#### Texte extrait
*-*-*

Piégée
La mort caresse à minuit (1972) de Luciano Ercoli avec Susan Scott, Simon Andreu (Artus Films) Sortie le 5 avril 2022
Un journaliste photographe propose à Valentina, une célèbre top model, une expérience inédite : lui faire tester une nouvelle drogue, le HDS, sous surveillance médicale et la photographier pendant qu’elle en subit les effets. La jeune femme se met à planer mais est soudainement assaillie par une vision torturante : le meurtre d’une inconnue par un homme à lunettes noires et muni d’une sorte de gant doté de pointes en fer. Peu de temps après, elle revoit cet homme inquiétant et se sent de plus en plus menacée.
Valentina, c’est Nieves Navarro alias Susan Scott, starlette du cinéma populaire italien qui tata de tous les genres de l’autre côté des Alpes, du western (Colorado de Sollima, les deux Ringo de Tessari) jusqu’aux cochoncetés de Joe d’Amato (Emanuelle et les derniers cannibales, Orgasmo nero) en passant par le thriller musclé (La Jeunesse du massacre de Di Leo), le giallo (Toutes les couleurs du vice de Martino) ou la sexy comédie (L’Infirmière du régiment de Laurenti). Elle devient également l’épouse du cinéaste Luciano Ercoli avec qui elle tournera à de nombreuses reprises [1], notamment trois giallos formant une sorte de trilogie : Photo interdite d’une bourgeoise (1970), La mort marche à talons hauts (aka Nuit d’amour et d’épouvante) (1971) et La mort caresse à minuit (1972).
Dans les trois cas, le terme « giallo » est à prendre au sens large. En effet, si Ercoli n’hésite pas à recourir à certaines ficelles du filon, notamment la part prépondérante laissée à d’improbables machinations héritées du film matriciel Les Diaboliques de Clouzot, il évite les clichés du tueur en série ganté et des meurtres à l’arme blanche. Il reprend quelques motifs du genre pour les agencer de manière plus inédite. Autre trait assez surprenant en ce début des années 70 hautement érogène, notamment dans le genre : La mort caresse à minuit est dénué d’érotisme et l’atmosphère n’est pas franchement à la bagatelle.

*-*-*

#### Consigne
Recopiez à l'identique, dans la critique du film, tout le passage qui va de « Dans les trois » jusqu'à « à la bagatelle. ».

*-*-*

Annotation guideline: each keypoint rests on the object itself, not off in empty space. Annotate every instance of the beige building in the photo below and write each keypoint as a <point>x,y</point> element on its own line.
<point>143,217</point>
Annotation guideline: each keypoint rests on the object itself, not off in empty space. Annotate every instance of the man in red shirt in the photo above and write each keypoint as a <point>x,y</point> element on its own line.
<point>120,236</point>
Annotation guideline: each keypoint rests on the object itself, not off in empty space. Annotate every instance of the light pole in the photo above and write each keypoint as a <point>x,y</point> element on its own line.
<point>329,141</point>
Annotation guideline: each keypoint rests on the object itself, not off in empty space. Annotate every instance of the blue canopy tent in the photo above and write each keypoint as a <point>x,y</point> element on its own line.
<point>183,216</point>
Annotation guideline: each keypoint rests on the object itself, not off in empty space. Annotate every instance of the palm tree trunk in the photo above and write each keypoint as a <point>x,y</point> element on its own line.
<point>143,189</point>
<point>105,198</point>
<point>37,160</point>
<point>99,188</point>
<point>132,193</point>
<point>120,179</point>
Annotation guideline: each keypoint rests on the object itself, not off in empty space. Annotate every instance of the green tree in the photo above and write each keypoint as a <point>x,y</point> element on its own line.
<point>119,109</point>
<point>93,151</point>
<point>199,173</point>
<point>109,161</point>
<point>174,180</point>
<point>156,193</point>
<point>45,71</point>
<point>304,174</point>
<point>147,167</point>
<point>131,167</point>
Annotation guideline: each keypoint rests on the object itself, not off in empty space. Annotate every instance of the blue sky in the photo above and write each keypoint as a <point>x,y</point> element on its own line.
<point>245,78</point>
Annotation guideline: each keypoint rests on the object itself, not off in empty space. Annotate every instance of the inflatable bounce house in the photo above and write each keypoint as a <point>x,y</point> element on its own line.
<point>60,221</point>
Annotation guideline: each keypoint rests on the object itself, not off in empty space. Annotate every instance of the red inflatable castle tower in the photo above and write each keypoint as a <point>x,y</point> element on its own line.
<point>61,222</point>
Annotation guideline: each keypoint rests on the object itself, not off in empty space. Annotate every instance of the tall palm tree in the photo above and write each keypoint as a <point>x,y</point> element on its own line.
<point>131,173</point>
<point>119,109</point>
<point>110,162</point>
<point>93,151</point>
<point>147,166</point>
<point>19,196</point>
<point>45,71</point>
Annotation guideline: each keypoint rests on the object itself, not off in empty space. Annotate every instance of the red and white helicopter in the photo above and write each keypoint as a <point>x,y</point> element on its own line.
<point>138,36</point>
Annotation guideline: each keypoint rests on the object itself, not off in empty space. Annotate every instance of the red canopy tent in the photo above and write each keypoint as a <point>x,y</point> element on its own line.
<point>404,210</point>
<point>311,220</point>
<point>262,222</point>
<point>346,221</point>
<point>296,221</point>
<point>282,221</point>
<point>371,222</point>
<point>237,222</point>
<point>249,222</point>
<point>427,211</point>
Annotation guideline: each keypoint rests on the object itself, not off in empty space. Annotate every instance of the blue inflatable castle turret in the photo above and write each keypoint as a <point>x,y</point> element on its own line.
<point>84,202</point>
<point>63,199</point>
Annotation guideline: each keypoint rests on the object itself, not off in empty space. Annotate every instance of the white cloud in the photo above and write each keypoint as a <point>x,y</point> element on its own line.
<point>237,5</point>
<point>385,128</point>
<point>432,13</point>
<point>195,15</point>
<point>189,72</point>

*-*-*

#### Réponse
Dans les trois cas, le terme « giallo » est à prendre au sens large. En effet, si Ercoli n’hésite pas à recourir à certaines ficelles du filon, notamment la part prépondérante laissée à d’improbables machinations héritées du film matriciel Les Diaboliques de Clouzot, il évite les clichés du tueur en série ganté et des meurtres à l’arme blanche. Il reprend quelques motifs du genre pour les agencer de manière plus inédite. Autre trait assez surprenant en ce début des années 70 hautement érogène, notamment dans le genre : La mort caresse à minuit est dénué d’érotisme et l’atmosphère n’est pas franchement à la bagatelle.